▸ **WHAT IS EXPECTED**: Rewrite the rows below with every "single dot" changed to "single mark" and nothing else altered.

▸ **RECORDED INFORMATION**:
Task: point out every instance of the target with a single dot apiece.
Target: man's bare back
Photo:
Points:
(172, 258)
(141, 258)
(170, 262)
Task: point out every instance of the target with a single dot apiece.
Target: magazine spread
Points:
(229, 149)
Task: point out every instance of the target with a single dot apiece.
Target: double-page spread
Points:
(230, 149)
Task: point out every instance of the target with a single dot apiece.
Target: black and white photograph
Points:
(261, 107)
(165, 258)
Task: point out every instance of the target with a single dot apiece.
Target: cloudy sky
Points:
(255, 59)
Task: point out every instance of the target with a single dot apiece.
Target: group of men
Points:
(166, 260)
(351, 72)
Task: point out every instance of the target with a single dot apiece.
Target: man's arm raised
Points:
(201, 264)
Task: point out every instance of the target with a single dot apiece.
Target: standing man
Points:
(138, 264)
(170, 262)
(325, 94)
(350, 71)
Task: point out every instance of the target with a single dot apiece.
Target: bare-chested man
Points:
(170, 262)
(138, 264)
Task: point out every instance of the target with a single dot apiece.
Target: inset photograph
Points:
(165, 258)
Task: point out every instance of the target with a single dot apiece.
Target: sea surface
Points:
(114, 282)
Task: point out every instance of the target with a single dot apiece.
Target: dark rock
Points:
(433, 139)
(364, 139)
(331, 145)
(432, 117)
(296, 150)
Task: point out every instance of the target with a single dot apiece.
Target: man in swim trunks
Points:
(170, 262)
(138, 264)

▸ **RESPONSE**:
Task: point out every instance of the target with a single mark apiece.
Target: man's bare back
Photo:
Points:
(172, 258)
(141, 258)
(170, 262)
Task: point out every instance of the target with a single mark apiece.
Target: magazine spread
Points:
(229, 149)
Task: point out every instance of the target with a single mark apiece.
Target: double-page spread
Points:
(230, 149)
Task: point out every instance of the target with a single mark apiece.
Target: black and white photograph
Points:
(261, 107)
(165, 258)
Task: point out every instance of the target with a single mark apiece.
Target: cloudy sky
Points:
(255, 59)
Task: point out every instance of the target with a single mark apiece.
Target: group of men
Points:
(166, 260)
(351, 72)
Task: point out every instance of the target with a single mark apiece.
Target: man's arm raised
Points:
(201, 264)
Task: point out every instance of the target with a single mark apiece.
Target: standing man
Points:
(138, 264)
(170, 262)
(325, 94)
(350, 71)
Task: point out every instance of the target with a single mark apiece.
Target: bare-chested man
Points:
(170, 262)
(138, 264)
Task: point out every instance of the target with a single mark apiece.
Target: inset photograph
Points:
(165, 258)
Task: point out every instance of the target with a single mark apiece.
Target: sea surface
Points:
(114, 282)
Task: point out every instance of the target with a single mark apiece.
Target: dark rock
Points:
(433, 139)
(364, 139)
(331, 145)
(432, 117)
(296, 150)
Task: point out every instance of the target with a single mark apiece.
Target: man in swim trunks
Points:
(170, 262)
(138, 264)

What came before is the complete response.